[Start of section]

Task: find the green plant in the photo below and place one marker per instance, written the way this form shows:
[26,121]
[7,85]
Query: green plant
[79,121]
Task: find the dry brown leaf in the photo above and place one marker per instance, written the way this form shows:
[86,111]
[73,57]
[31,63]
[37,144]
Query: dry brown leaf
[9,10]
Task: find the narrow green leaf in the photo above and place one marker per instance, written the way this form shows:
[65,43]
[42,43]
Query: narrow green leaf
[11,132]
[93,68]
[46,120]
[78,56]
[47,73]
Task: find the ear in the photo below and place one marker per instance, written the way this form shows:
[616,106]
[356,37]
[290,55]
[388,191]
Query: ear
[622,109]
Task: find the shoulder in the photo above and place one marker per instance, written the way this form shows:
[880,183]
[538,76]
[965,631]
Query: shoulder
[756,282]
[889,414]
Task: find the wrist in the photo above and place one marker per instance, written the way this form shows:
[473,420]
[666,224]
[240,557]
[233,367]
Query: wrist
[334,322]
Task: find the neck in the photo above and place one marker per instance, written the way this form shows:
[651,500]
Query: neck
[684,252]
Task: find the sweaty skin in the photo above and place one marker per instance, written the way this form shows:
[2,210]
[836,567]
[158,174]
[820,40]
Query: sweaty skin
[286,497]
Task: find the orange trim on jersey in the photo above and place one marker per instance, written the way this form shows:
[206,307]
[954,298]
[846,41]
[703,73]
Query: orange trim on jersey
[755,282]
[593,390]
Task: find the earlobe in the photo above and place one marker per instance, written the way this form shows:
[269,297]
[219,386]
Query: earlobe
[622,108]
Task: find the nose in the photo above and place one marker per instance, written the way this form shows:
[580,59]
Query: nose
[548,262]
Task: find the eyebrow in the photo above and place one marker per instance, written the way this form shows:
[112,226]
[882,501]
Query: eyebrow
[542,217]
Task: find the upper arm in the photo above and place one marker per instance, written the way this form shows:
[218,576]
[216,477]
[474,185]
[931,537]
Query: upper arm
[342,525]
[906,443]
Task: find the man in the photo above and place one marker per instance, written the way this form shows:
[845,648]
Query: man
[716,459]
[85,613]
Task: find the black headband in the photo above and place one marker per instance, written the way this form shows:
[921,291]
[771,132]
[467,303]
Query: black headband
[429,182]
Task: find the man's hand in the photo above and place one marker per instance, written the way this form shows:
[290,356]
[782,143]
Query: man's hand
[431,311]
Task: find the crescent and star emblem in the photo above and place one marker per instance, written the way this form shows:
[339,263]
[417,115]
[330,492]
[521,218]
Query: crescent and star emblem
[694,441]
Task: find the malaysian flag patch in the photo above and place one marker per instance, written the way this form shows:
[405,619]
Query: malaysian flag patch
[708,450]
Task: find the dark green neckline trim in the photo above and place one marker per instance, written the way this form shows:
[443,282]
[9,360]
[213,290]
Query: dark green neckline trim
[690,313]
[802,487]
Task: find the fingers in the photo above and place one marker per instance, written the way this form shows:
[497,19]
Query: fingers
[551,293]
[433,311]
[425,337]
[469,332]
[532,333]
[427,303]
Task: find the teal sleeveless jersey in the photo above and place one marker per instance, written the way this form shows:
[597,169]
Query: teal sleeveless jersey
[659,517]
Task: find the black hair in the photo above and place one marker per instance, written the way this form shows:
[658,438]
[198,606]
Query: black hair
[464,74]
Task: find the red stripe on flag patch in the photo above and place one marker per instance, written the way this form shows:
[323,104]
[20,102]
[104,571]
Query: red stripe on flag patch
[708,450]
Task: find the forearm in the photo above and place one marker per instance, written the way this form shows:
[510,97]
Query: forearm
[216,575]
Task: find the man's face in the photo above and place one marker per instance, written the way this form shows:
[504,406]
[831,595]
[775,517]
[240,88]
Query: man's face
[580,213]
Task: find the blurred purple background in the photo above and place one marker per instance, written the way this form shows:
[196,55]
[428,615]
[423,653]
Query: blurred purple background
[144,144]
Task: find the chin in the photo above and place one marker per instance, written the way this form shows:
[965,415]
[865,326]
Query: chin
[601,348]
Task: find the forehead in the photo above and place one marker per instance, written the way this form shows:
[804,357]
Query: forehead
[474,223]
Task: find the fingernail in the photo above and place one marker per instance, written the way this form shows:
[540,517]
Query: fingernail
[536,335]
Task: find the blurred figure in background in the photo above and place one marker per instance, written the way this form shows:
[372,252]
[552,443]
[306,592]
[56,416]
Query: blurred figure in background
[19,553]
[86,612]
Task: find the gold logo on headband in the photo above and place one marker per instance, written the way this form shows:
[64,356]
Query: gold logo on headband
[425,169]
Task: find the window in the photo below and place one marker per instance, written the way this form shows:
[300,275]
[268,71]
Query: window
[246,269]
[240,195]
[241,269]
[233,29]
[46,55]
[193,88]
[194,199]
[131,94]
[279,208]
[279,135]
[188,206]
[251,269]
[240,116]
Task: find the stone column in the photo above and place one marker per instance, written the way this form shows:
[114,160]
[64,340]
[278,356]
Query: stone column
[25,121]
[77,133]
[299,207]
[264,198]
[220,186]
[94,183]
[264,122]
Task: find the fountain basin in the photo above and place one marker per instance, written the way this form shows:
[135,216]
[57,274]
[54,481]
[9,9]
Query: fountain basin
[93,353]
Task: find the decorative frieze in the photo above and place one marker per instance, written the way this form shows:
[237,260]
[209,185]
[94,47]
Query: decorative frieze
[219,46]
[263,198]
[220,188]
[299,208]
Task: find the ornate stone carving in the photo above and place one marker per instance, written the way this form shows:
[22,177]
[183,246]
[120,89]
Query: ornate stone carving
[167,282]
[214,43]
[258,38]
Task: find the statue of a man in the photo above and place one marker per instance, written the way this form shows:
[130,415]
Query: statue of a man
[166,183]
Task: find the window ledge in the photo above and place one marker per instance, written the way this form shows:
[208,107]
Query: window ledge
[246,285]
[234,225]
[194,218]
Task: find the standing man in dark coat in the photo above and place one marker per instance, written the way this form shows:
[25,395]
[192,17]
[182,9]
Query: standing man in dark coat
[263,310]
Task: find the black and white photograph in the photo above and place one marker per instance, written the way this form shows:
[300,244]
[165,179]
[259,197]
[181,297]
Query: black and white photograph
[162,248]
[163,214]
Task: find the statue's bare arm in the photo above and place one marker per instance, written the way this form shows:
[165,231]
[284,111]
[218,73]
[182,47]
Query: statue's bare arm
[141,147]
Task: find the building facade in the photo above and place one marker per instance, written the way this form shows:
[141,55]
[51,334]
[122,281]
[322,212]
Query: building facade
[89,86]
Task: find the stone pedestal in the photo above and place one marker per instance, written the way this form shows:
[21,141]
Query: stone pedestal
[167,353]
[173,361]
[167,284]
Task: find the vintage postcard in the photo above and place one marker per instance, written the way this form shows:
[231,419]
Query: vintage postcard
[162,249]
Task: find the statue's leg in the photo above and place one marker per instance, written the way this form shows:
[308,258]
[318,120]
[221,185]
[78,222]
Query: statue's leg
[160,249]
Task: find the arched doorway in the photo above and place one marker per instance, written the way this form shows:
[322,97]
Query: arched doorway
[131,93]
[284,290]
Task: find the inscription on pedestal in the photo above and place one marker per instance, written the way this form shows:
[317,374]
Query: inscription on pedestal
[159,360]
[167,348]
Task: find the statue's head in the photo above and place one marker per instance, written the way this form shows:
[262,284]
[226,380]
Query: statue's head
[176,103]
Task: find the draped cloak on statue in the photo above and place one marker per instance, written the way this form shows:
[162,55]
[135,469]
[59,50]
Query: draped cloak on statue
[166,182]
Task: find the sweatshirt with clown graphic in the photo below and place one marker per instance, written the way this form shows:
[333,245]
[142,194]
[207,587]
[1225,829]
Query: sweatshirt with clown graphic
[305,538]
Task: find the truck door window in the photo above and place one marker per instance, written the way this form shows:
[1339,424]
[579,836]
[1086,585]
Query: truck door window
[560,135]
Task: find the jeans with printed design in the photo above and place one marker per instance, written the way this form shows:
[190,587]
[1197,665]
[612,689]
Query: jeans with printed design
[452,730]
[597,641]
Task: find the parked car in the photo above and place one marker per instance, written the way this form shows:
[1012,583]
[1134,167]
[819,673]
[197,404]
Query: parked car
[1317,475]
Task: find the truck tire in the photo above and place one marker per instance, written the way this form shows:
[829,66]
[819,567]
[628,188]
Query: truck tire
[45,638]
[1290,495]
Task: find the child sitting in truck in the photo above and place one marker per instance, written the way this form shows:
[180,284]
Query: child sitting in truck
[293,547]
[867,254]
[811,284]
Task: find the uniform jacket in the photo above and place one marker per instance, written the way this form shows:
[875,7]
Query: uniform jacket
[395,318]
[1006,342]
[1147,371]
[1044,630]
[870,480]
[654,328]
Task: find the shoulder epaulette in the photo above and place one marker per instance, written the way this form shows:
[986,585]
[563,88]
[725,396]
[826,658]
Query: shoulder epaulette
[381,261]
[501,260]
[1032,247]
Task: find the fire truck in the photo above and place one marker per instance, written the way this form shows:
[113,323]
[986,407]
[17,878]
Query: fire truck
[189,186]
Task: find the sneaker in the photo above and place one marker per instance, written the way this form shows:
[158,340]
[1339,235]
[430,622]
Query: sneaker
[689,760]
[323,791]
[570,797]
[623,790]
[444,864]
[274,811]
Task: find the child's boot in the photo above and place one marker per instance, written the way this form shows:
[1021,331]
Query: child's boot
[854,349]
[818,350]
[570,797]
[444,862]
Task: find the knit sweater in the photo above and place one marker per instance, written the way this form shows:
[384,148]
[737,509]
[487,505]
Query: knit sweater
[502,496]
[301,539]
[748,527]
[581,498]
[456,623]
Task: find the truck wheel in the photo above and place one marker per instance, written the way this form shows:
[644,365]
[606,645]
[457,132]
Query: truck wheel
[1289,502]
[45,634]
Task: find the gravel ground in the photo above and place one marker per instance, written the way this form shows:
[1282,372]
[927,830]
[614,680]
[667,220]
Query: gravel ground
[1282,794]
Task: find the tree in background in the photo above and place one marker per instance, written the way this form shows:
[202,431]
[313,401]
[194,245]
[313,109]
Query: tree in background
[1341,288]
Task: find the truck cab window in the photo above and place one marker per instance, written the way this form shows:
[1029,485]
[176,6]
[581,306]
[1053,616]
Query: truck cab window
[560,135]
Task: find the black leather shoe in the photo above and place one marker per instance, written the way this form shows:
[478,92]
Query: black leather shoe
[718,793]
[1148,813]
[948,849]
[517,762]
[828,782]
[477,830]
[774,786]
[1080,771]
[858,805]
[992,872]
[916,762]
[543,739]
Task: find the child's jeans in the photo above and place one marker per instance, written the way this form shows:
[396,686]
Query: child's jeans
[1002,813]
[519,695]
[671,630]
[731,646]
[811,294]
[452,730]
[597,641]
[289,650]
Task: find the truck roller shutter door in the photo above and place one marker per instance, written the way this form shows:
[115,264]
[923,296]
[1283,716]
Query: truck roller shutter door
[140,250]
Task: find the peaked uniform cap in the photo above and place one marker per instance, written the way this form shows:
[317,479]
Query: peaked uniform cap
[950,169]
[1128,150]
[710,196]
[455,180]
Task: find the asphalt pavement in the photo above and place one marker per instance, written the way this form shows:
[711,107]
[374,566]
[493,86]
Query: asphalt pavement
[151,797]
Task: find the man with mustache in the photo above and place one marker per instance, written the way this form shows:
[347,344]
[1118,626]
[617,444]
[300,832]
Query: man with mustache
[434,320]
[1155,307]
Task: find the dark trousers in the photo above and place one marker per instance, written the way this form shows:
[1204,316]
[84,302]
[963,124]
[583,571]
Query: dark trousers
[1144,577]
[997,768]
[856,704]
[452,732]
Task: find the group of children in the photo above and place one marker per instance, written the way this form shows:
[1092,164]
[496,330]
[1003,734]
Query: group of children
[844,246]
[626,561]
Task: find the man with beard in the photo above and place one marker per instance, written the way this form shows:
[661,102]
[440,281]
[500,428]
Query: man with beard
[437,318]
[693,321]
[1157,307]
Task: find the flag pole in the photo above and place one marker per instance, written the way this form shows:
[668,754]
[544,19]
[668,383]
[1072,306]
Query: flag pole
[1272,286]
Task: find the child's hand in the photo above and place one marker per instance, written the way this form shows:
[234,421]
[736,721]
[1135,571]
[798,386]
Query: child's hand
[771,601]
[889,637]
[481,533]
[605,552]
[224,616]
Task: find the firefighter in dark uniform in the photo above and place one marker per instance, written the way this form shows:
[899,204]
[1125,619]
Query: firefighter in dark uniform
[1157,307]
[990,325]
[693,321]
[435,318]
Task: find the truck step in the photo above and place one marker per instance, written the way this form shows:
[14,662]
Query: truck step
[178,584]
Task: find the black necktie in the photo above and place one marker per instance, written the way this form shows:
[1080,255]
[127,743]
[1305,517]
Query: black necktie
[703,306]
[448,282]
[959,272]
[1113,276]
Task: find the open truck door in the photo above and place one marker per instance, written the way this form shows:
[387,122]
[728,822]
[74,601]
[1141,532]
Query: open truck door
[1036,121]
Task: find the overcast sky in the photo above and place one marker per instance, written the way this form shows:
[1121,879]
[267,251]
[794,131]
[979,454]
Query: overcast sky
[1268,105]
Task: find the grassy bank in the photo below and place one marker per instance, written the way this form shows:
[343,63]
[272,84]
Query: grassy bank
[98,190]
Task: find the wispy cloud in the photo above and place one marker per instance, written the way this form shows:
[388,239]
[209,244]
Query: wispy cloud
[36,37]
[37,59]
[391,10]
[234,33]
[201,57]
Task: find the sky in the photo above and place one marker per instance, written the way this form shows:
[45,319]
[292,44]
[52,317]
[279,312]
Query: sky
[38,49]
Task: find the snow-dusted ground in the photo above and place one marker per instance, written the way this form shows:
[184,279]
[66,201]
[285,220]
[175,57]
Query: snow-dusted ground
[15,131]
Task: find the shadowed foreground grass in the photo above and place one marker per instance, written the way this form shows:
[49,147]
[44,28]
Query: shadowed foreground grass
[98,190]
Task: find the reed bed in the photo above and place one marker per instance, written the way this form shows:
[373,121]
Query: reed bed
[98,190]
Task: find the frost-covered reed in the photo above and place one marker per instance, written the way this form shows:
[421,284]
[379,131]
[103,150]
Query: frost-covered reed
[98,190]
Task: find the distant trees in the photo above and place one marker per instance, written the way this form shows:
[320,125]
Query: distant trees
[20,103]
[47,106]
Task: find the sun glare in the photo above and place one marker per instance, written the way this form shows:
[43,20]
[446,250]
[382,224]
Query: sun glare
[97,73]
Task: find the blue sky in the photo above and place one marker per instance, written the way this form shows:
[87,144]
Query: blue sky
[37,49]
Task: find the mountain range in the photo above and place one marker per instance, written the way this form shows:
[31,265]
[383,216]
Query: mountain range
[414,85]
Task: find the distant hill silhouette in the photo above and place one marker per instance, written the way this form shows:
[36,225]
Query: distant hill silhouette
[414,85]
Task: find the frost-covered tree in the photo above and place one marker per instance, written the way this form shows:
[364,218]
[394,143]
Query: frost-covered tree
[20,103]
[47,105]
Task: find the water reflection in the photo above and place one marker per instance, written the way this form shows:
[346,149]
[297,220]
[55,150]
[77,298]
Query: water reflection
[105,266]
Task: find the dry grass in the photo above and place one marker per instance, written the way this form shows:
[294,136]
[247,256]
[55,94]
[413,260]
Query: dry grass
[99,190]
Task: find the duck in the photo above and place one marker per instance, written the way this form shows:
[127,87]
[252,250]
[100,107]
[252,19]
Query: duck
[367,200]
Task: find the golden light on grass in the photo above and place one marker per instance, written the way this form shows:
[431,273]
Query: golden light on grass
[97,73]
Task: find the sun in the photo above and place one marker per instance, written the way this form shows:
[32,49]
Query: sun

[End of section]

**What to work on:** Which lines above hold the word "below"? Copy each of them.

**Task solution:**
Task: find the green plant in the photo below and place one marker per instance, written the way this form shows:
Task: find the ear in the photo below and place one marker per instance, written the way this form shows:
Task: find the window in the photo below and place one marker per instance, written the way this form shows:
Task: find the sweatshirt with clown graphic in the photo below and place one marker per instance, written the way this form shows:
Task: find the grassy bank in the photo below and place one marker per instance, written the way this form shows:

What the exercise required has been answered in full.